Task goal:
Copy, word for word, the part of the commentary on the federal election that opens with the words containing "The cynic in" and closes with "the Conservative Party.".

Following last week’s election, I can’t help but wonder why we held it.
Prime Minister Justin Trudeau argued when he called the election that Canadians deserved to give the government a “clear mandate” going forward – as if combating the threat of COVID-19 and managing the financial impacts of the pandemic wasn’t mandate enough. I hardly think we needed an election for Ottawa to take that issue seriously.
The cynic in me recognizes why he called the election of course. A clear mandate was code for a majority government that would allow the prime minister to more easily pursue his legislative agenda without negotiating with the New Democratic Party or being fouled by the Conservative Party.
It was a roll of the dice and one that could have easily gone his way. As I’m wont to observe around the office, Premier John Horgan made a similar gamble this time last year and emerged with a majority government. Trudeau no doubt hoped he had gained enough goodwill with its COVID-19 response to reclaim his 2015 popularity.
This election did make for an interesting race, at least here in the Kamloops-Thompson-Cariboo. With former MP Cathy McLeod looking to retire from politics, it was anyone’s race.
The riding ultimately chose a continuation of Conservative representation with Frank Caputo but it wasn’t a runaway. The NDP’s Bill Sundhu wasn’t that far behind, while the People’s Party of Canada candidate Corally Delwo had a good showing in her political debut, even beating the Green Party’s Ian Currie. It means our riding remains diverse and that Caputo will do well to ensure he’s connected with the entire region, rather than just his home of Kamloops.
Nationally, the election proved that Canadians were, if not happy, then at least content with the current balance of power in Ottawa. A few seats changed hands but in the end, the Liberals were returned to power – with a minority government. Again.
It seems to me the “clear mandate” that Trudeau has been given is to work with the other parties to govern Canada. That will not always be easy or flashy, but it’s what needs to be done.
In the coming months, I hope that all parties work together to address the issues facing Canada and our region – including affordable housing, climate change and access to broadband Internet – rather than wasting our time and money with political grandstanding and cheap power grabs.
That mandate ought to be clear enough.

Data excerpts:
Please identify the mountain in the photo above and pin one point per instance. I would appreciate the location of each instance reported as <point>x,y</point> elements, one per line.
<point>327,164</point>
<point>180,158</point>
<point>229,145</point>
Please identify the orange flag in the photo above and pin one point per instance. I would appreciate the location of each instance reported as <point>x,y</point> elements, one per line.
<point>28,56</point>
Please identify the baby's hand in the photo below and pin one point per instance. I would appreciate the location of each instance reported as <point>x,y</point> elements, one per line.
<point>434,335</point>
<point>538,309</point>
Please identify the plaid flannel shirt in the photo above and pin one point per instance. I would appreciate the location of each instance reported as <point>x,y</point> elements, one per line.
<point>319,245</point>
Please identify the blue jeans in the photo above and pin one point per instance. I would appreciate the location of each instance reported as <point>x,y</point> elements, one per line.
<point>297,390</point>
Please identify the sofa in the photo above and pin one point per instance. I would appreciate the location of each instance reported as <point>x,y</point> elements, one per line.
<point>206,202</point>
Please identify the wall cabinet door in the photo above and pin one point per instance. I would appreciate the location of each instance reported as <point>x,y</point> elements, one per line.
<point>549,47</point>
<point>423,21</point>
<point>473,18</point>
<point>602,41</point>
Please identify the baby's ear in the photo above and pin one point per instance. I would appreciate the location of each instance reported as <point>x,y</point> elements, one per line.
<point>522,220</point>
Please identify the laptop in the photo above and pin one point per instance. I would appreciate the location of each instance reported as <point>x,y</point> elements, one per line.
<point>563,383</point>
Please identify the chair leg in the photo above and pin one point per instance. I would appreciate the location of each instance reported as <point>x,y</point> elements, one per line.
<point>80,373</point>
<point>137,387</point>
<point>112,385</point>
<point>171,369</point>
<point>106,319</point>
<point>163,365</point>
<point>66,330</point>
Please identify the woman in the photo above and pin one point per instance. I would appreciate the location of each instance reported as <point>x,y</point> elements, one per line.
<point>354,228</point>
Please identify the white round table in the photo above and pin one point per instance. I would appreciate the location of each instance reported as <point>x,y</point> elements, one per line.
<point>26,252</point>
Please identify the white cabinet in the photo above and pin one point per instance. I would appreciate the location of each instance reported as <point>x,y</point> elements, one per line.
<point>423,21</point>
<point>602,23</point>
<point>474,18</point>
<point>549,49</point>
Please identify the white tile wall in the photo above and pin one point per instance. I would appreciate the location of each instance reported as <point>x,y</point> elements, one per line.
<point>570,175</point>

Reply to the exercise:
The cynic in me recognizes why he called the election of course. A clear mandate was code for a majority government that would allow the prime minister to more easily pursue his legislative agenda without negotiating with the New Democratic Party or being fouled by the Conservative Party.